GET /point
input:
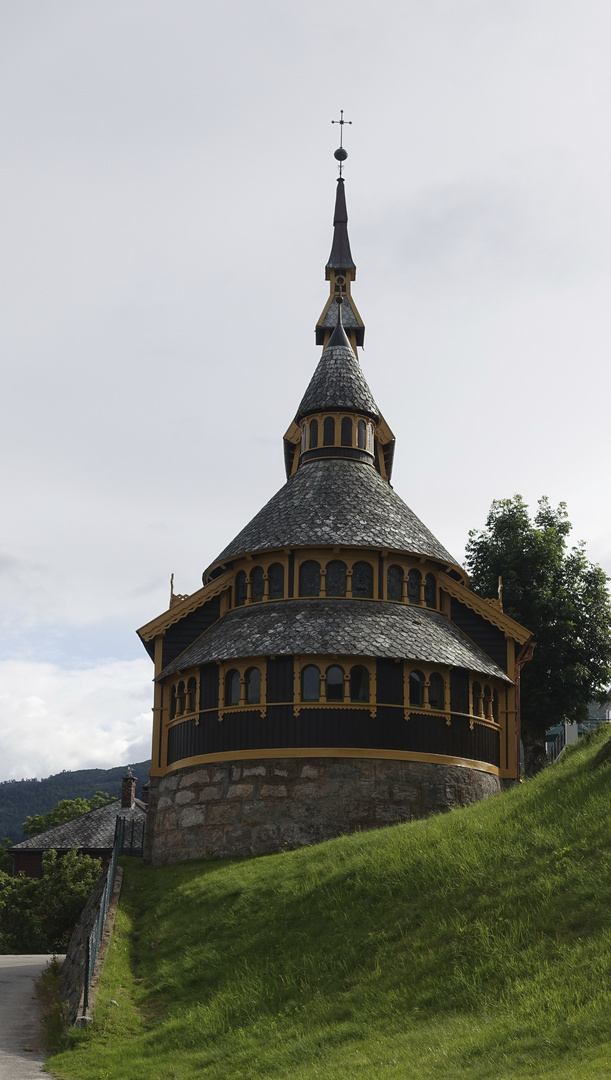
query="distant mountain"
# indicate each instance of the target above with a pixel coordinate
(22, 797)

____

■ WRITTEN PROBLEM ■
Across all the records, change "distant" to "remote" and rewrite the lines with nothing else altered. Omit the pictures.

■ RESULT BELOW ■
GET /point
input:
query="remote mountain"
# indicate each instance of the target above with a pixel coordinate
(22, 797)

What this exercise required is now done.